ENTRIES SUPPLIED:

◆ ◆ ◆

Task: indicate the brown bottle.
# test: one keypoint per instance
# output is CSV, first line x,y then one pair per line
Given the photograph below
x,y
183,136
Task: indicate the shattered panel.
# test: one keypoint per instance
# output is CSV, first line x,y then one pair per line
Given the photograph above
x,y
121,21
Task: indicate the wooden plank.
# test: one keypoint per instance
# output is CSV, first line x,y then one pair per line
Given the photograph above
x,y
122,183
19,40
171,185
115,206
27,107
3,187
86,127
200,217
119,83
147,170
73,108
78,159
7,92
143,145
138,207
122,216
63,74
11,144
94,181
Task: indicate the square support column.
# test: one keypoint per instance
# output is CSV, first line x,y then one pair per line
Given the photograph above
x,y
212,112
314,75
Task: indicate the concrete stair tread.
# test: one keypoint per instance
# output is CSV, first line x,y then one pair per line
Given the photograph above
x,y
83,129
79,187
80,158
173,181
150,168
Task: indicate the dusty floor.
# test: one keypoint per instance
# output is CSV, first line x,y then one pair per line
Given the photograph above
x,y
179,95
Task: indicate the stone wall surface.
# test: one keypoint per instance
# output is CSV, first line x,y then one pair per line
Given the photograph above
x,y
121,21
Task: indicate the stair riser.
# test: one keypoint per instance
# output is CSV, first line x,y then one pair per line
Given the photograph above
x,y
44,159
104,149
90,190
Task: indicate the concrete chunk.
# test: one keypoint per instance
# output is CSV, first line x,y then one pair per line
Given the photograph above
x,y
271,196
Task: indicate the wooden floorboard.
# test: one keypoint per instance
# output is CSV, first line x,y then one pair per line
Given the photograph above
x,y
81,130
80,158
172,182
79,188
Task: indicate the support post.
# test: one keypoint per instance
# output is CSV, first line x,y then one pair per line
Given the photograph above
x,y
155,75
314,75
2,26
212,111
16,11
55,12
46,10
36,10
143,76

◆ ◆ ◆

TASK STATEMENT: Shift the coordinates: rewrite the items from the line containing "Task: indicate the support post." through the last line of the items, with every request line kept as it is and 12 added to each x and each y coordinate in the answers.

SOLUTION TO THIS PROBLEM:
Task: indicate the support post.
# test: one keypoint per instance
# output is CSV, first line x,y then one pair per line
Given the photograph above
x,y
167,87
326,87
14,38
224,123
28,23
67,24
58,22
48,22
155,88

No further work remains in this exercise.